Convert the entries below into a JSON list of strings with one string per line, leaving out any blank lines.

======== RECORDS FOR THE EXERCISE ========

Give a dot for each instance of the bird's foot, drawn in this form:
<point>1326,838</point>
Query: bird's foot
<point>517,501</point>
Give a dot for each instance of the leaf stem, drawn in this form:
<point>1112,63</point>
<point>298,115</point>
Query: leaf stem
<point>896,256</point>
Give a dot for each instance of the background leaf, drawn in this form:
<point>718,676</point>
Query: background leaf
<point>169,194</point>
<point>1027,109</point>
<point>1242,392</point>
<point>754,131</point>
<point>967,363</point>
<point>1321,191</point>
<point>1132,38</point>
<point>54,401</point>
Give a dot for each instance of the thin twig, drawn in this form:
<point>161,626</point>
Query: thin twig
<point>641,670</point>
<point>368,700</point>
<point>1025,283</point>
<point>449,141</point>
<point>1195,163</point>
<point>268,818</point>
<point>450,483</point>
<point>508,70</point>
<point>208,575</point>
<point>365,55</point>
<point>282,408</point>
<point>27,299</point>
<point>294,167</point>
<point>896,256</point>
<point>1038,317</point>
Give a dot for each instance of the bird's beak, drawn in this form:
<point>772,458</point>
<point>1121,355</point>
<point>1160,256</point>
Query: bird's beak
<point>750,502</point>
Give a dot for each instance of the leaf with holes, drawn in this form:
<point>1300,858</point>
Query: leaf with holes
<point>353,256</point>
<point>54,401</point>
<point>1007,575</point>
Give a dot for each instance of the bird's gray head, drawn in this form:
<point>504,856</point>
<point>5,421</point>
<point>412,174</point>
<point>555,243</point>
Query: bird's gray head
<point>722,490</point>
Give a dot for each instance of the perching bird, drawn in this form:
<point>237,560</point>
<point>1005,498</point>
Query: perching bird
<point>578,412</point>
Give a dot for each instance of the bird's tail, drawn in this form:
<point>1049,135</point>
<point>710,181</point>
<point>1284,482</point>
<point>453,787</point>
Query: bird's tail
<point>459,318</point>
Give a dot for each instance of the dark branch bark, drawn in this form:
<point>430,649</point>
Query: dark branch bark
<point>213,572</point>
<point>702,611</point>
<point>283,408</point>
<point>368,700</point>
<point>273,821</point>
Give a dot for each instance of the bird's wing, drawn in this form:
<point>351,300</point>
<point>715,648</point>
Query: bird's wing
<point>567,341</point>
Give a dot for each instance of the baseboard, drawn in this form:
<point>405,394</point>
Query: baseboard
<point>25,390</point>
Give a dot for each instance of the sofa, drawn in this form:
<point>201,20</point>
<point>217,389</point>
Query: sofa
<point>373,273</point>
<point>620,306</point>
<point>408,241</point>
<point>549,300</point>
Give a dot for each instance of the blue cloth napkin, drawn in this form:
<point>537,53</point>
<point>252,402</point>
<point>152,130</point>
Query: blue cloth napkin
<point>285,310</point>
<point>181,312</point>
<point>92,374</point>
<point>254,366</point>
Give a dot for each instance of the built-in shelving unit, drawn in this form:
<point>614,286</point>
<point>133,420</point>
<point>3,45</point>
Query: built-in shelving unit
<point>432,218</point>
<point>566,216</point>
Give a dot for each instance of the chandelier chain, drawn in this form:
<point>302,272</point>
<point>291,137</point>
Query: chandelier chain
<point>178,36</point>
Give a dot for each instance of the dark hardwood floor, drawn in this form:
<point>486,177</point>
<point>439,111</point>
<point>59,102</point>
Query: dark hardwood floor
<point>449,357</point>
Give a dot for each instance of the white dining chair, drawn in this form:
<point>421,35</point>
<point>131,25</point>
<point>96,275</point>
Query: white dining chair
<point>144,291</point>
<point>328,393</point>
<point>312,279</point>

========

## [WRITTEN RESPONSE]
[
  "Give a dot for each instance of the bird's foot, drawn in this form:",
  "<point>1326,838</point>",
  "Query: bird's foot",
  "<point>517,501</point>",
  "Give a dot for each instance of the leaf stem, drawn in this form:",
  "<point>1112,63</point>",
  "<point>298,115</point>",
  "Query: leaf stem",
  "<point>896,256</point>",
  "Give a dot for each instance of the background leaf, drawn in this form:",
  "<point>718,676</point>",
  "Query: background leaf",
  "<point>169,194</point>",
  "<point>1027,109</point>",
  "<point>1242,392</point>",
  "<point>754,131</point>",
  "<point>967,363</point>",
  "<point>1321,191</point>",
  "<point>1132,38</point>",
  "<point>54,401</point>",
  "Give a dot for each instance of the thin twig, drawn in this form:",
  "<point>161,626</point>",
  "Query: thin twig",
  "<point>641,670</point>",
  "<point>368,700</point>",
  "<point>1025,283</point>",
  "<point>449,141</point>",
  "<point>1195,163</point>",
  "<point>268,818</point>",
  "<point>450,483</point>",
  "<point>508,70</point>",
  "<point>208,575</point>",
  "<point>365,55</point>",
  "<point>282,408</point>",
  "<point>27,299</point>",
  "<point>294,167</point>",
  "<point>896,256</point>",
  "<point>1038,317</point>",
  "Give a dot for each instance of the bird's beak, drawn in this form:",
  "<point>772,458</point>",
  "<point>1121,355</point>",
  "<point>1160,256</point>",
  "Query: bird's beak",
  "<point>750,502</point>",
  "Give a dot for each instance of the leaf with holes, drawn in this form:",
  "<point>1300,858</point>",
  "Query: leaf with holes",
  "<point>353,256</point>",
  "<point>54,401</point>",
  "<point>1007,575</point>",
  "Give a dot for each instance of the bird's gray head, drawn in this form:",
  "<point>504,856</point>",
  "<point>5,421</point>",
  "<point>412,174</point>",
  "<point>555,243</point>",
  "Query: bird's gray head",
  "<point>722,490</point>",
  "Give a dot for each instance of the perching bird, drawn in this form:",
  "<point>237,560</point>",
  "<point>1005,498</point>",
  "Query: perching bird",
  "<point>578,412</point>",
  "Give a dot for each instance of the bird's tail, drawn in this form:",
  "<point>1049,135</point>",
  "<point>710,181</point>",
  "<point>1284,482</point>",
  "<point>453,787</point>",
  "Query: bird's tail",
  "<point>459,318</point>",
  "Give a dot for each instance of the dark branch bark, drawn in this form:",
  "<point>430,649</point>",
  "Query: dark branch bark",
  "<point>213,572</point>",
  "<point>702,611</point>",
  "<point>283,408</point>",
  "<point>368,700</point>",
  "<point>273,821</point>",
  "Give a dot for each instance of the bird's wing, drawn in this form:",
  "<point>351,300</point>",
  "<point>715,648</point>",
  "Query: bird's wing",
  "<point>567,341</point>",
  "Give a dot for each instance of the baseboard, drawn in this form:",
  "<point>405,394</point>",
  "Query: baseboard",
  "<point>25,390</point>",
  "Give a dot for each instance of the sofa, drawn in this form:",
  "<point>201,20</point>",
  "<point>217,389</point>",
  "Query: sofa",
  "<point>373,273</point>",
  "<point>620,306</point>",
  "<point>408,241</point>",
  "<point>549,300</point>",
  "Give a dot for each instance of the blue cloth napkin, drawn in this form:",
  "<point>537,53</point>",
  "<point>252,402</point>",
  "<point>152,130</point>",
  "Query: blue cloth napkin",
  "<point>285,310</point>",
  "<point>181,312</point>",
  "<point>92,374</point>",
  "<point>254,366</point>",
  "Give a dot for each instance of the built-in shelving unit, drawn in this form:",
  "<point>614,286</point>",
  "<point>133,420</point>",
  "<point>3,45</point>",
  "Query: built-in shelving unit",
  "<point>432,218</point>",
  "<point>566,216</point>",
  "Give a dot for each instance of the chandelier chain, drawn in this form:",
  "<point>302,272</point>",
  "<point>291,137</point>",
  "Query: chandelier chain",
  "<point>178,36</point>",
  "Give a dot for each instance of the dark hardwood floor, drawn in this form:",
  "<point>486,177</point>",
  "<point>439,111</point>",
  "<point>59,102</point>",
  "Query: dark hardwood floor",
  "<point>449,357</point>",
  "Give a dot for each instance of the white dining chair, drawn in this form:",
  "<point>421,35</point>",
  "<point>131,25</point>",
  "<point>96,275</point>",
  "Query: white dining chair",
  "<point>144,291</point>",
  "<point>328,393</point>",
  "<point>312,279</point>"
]